Activity => Extract all of the entries and give them again, word for word.

● ● ●

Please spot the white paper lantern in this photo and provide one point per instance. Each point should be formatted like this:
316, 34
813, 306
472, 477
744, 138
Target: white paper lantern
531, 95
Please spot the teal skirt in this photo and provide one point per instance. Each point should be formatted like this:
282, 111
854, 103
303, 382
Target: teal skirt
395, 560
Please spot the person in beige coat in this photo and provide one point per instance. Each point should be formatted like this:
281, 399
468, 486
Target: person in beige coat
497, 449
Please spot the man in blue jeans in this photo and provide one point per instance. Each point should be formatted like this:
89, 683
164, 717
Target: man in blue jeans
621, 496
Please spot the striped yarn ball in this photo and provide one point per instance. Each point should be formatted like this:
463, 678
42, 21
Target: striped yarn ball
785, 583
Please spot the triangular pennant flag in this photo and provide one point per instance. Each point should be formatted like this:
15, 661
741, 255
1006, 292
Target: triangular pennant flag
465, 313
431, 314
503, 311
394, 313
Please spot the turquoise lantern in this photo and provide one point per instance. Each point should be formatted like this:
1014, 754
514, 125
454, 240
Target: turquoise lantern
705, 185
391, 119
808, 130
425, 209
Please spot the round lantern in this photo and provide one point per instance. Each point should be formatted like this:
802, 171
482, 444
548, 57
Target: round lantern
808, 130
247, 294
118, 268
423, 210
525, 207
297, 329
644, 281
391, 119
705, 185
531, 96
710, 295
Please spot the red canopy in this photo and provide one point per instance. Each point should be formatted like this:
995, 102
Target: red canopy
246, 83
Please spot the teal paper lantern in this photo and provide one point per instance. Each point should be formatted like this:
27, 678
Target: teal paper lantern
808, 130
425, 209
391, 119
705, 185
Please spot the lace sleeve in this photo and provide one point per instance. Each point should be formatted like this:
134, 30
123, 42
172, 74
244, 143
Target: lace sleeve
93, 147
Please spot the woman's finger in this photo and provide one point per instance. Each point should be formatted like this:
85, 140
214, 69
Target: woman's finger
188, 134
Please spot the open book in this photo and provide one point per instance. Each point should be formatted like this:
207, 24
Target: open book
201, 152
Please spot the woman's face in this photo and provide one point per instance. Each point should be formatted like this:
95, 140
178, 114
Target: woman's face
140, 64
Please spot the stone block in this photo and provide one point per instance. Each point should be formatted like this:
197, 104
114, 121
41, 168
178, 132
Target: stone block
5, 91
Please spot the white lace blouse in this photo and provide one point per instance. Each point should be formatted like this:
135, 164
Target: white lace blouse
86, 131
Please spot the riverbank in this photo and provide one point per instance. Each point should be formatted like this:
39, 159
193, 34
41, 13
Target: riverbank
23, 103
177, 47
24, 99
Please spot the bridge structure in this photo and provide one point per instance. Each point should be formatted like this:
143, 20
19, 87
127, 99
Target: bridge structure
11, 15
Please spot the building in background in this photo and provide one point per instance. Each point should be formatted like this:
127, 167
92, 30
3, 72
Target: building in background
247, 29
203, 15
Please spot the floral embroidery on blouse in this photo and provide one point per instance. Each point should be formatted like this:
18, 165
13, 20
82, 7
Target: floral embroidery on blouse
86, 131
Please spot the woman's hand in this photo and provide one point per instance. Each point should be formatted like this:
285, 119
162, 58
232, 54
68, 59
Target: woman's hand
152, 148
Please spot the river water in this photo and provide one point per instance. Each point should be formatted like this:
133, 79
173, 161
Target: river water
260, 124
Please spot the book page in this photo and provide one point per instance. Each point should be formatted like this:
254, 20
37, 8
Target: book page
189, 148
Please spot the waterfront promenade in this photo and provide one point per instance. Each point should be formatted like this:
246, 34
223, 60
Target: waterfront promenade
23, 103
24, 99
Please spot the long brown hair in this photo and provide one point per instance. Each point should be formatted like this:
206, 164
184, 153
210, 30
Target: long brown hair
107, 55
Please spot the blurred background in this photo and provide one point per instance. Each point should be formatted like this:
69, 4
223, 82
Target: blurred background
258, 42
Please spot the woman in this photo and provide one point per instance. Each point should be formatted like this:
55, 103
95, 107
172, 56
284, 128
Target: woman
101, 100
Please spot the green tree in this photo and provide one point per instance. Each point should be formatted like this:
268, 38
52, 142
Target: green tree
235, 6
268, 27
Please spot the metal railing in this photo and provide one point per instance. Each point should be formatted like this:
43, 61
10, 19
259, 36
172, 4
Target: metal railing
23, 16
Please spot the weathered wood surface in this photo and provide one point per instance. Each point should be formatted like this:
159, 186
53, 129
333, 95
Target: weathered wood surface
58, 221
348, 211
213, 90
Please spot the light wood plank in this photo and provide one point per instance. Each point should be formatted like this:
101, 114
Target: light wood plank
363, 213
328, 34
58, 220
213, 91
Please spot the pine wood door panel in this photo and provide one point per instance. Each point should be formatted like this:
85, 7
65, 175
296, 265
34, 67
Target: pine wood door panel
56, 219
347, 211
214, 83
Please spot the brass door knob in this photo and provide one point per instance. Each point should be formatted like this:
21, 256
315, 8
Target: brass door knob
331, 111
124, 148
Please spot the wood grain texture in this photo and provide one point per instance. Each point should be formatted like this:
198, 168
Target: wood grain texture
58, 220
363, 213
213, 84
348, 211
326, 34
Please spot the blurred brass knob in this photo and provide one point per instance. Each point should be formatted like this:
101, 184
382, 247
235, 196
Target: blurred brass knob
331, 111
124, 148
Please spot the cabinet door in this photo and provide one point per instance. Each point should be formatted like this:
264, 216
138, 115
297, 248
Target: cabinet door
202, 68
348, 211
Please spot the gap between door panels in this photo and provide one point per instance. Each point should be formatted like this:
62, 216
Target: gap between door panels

● ● ●

Response area =>
Please spot the white paper lantern in this photo and provide one point per instance. Each point should be formatted like this:
316, 34
813, 306
472, 477
744, 138
Target: white paper lantern
531, 95
Please spot the teal skirt in this photo and provide one point per instance. Each point should be formatted like this:
282, 111
854, 103
303, 382
Target: teal skirt
395, 560
Please spot the person in beige coat in this photo and provide one point per instance. Each point should be formatted like this:
281, 399
468, 486
Target: person in beige coat
497, 449
Please spot the man in blue jeans in this photo and provide one point per instance. Each point should be formatted like this:
89, 683
164, 717
Target: man in blue jeans
621, 496
Please spot the striped yarn ball in this photo and provide one point per instance. Each point should be formatted like this:
463, 678
42, 21
Target: striped yarn ball
785, 583
Please spot the triangular pennant flag in this photo and provide one point per instance. Each point should be formatted like this:
15, 661
741, 255
1006, 292
Target: triangular pennant flag
465, 313
431, 314
503, 311
394, 313
Please spot the turquoise lantern in this photo and provide one point per instance. Each point should be formatted like this:
1014, 754
514, 125
454, 240
Target: turquoise lantern
705, 185
391, 119
808, 130
425, 209
Please spot the round lantern in this photo and provide one point per instance. Each point should be formatted like this:
802, 171
482, 444
548, 57
Target: round lantern
808, 130
247, 294
118, 268
423, 210
525, 207
297, 329
644, 281
391, 119
705, 185
531, 96
710, 295
Please spot the red canopy in this photo and provide one point per instance. Each point should be formatted like this:
995, 102
Target: red canopy
246, 83
Please spot the teal paper lantern in this photo and provide one point per instance. Each point should be formatted like this:
27, 678
Target: teal paper lantern
808, 130
425, 209
391, 119
705, 185
Please spot the lace sleeve in this photo and provide one point per instance. Each point should be formatted like this:
134, 30
123, 42
172, 74
244, 143
Target: lace sleeve
93, 147
Please spot the woman's finger in this photo and provide one point per instance. Each point should be formatted like this:
85, 140
214, 69
Target: woman's finger
188, 134
Please spot the open book in this photo and provide one point per instance. Each point should be formatted like this:
207, 24
Target: open book
201, 152
Please spot the woman's face in this photo and provide one point per instance. Each point should be formatted like this:
95, 140
178, 114
Target: woman's face
140, 64
Please spot the stone block in this photo and provide one point per instance. Each point should be formatted like this:
197, 104
114, 121
41, 168
178, 132
Target: stone block
5, 91
Please spot the white lace blouse in this photo and provide one point per instance. Each point should be formatted like this:
135, 164
Target: white lace blouse
86, 131
Please spot the riverbank in this photo and provide one point per instance. Each point should be formatted like this:
39, 159
193, 34
41, 13
Target: riverbank
23, 103
177, 47
24, 99
Please spot the bridge structure in this photo and provide one point per instance. Each point should be formatted like this:
143, 20
19, 87
127, 99
Target: bridge structure
11, 15
Please spot the building in background in this photo and provide one point per instance. Each point should be formatted like this:
127, 167
92, 30
3, 72
Target: building in background
247, 29
203, 15
Please spot the floral embroidery on blouse in this photo and provide one point per instance. Each point should be formatted like this:
18, 165
13, 20
82, 7
Target: floral embroidery on blouse
86, 131
Please spot the woman's hand in this photo and provide one point per instance. Each point should be formatted like this:
285, 119
162, 58
232, 54
68, 59
Target: woman's hand
152, 148
Please spot the river water in this photo and provide one point per instance. Each point should be formatted like this:
133, 79
173, 161
Target: river water
260, 124
Please spot the book page in this photo and provide one point per instance. Each point should be formatted like this:
254, 20
37, 8
Target: book page
189, 148
Please spot the waterfront promenade in this photo and provide one point per instance. Each point should be formatted like this:
246, 34
223, 60
Target: waterfront promenade
23, 103
24, 99
Please spot the long brown hair in this photo and provide one point per instance. Each point should be formatted like this:
206, 164
184, 153
210, 30
Target: long brown hair
107, 55
Please spot the blurred background in this photo and provide one point per instance. Each point should be formatted like this:
69, 4
223, 82
Target: blurred background
258, 42
Please spot the woman in this photo and provide one point per instance. Each point should be formatted like this:
55, 103
95, 107
172, 56
284, 128
Target: woman
101, 100
Please spot the green tree in this photo and provide one point per instance. Each point should be formatted like this:
268, 38
52, 142
Target: green tree
235, 6
268, 27
Please spot the metal railing in this photo and provide one point per instance. Each point should be formatted like this:
43, 61
10, 19
259, 36
172, 4
Target: metal railing
23, 16
Please spot the weathered wood surface in this photo and provide one point per instance. Each point should be formatted like this:
159, 186
53, 129
333, 95
Target: weathered wood surface
58, 221
348, 211
213, 90
Please spot the light wood plank in this photo and provide one point per instance. Each point should be formatted like this:
101, 114
Target: light wood plank
363, 213
328, 34
58, 220
213, 91
Please spot the pine wood door panel in this photo and provide one point per instance. Each point should be formatted like this:
85, 7
65, 175
296, 265
34, 67
Target: pine wood door panel
56, 219
347, 211
214, 83
Please spot the brass door knob in this photo and provide one point per instance. Each point should be formatted like this:
21, 256
315, 8
Target: brass door knob
331, 111
124, 148
Please spot the wood grain texture in this photo and provide one point per instance. Each point should be formatted like this:
198, 168
Target: wood grain texture
58, 220
363, 213
213, 84
348, 211
326, 34
Please spot the blurred brass knob in this photo and provide one point per instance. Each point should be formatted like this:
101, 184
382, 247
235, 196
Target: blurred brass knob
331, 111
124, 148
Please spot the cabinet door in this photo and provide one point per instance. Each point should be formatted like this:
264, 216
138, 115
297, 248
Target: cabinet door
202, 68
348, 211
Please spot the gap between door panels in this photo and provide one point per instance. Each point should be formatted like this:
62, 216
Target: gap between door panels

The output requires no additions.